**JOB:** Count the lines in the rows below that contain the string "steel", and give only that number.
[RECORD EXTRACTS start]
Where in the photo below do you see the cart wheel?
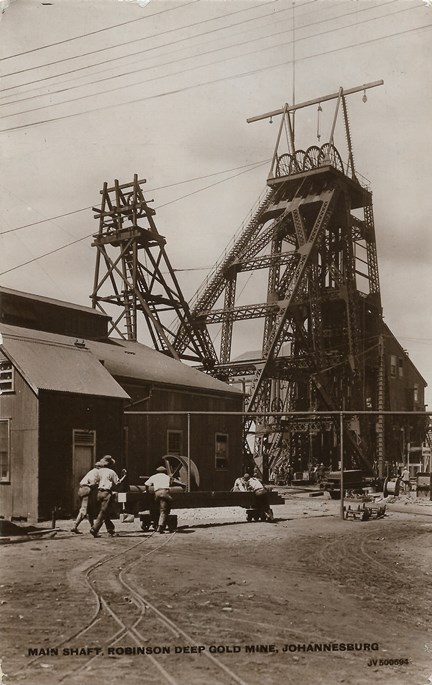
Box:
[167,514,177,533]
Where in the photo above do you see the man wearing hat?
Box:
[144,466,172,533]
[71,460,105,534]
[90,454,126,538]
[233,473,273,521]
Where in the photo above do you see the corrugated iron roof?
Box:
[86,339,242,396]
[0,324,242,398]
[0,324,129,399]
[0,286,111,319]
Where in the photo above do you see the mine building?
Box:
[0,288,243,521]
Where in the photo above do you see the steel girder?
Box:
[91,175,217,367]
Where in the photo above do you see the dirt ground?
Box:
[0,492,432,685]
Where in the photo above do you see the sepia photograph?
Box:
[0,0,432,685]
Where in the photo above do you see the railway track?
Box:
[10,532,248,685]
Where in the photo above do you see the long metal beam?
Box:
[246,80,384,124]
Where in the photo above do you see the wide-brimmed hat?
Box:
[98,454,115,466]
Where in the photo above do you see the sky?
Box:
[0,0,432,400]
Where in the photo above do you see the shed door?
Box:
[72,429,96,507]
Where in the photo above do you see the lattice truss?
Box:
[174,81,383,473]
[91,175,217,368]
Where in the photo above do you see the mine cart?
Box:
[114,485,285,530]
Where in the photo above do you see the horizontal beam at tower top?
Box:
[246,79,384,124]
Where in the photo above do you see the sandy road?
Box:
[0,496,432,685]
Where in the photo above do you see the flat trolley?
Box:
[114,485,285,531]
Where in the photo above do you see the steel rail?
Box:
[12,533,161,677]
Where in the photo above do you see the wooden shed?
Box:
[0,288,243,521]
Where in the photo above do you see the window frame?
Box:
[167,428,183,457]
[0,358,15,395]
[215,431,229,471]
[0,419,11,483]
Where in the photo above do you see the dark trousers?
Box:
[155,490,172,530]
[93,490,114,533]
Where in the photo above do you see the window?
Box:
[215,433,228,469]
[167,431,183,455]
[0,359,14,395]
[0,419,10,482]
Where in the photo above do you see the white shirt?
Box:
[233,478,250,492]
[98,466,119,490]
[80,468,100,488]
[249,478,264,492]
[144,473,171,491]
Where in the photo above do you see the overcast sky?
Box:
[RECORD EXTRACTS end]
[RECORD EXTRACTS start]
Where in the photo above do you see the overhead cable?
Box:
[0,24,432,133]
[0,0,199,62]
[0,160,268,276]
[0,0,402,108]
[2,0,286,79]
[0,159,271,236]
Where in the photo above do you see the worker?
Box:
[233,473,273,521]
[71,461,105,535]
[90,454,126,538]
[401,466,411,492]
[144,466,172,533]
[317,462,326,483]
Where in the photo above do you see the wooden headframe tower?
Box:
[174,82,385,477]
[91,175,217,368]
[RECORD EXTRACTS end]
[RECORD EXTRACTS start]
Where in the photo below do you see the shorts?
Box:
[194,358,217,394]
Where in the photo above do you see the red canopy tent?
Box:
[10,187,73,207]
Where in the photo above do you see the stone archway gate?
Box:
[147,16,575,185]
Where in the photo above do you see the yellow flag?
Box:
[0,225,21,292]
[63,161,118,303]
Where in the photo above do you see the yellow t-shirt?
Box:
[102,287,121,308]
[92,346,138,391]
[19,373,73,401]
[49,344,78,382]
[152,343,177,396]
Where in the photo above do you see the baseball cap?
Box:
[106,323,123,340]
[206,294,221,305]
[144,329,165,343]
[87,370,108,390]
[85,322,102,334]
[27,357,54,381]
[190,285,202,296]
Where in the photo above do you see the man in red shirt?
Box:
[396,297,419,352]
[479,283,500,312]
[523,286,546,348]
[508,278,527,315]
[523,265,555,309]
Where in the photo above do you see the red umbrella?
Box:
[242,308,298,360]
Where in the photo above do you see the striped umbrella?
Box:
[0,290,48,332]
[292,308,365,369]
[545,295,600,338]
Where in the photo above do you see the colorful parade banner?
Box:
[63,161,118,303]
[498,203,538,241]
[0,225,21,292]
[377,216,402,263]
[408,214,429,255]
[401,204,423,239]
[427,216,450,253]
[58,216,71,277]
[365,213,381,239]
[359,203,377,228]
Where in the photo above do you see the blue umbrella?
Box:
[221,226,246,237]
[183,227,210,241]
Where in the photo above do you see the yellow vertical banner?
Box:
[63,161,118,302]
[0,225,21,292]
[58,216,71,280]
[RECORD EXTRACTS end]
**OUTPUT:** 2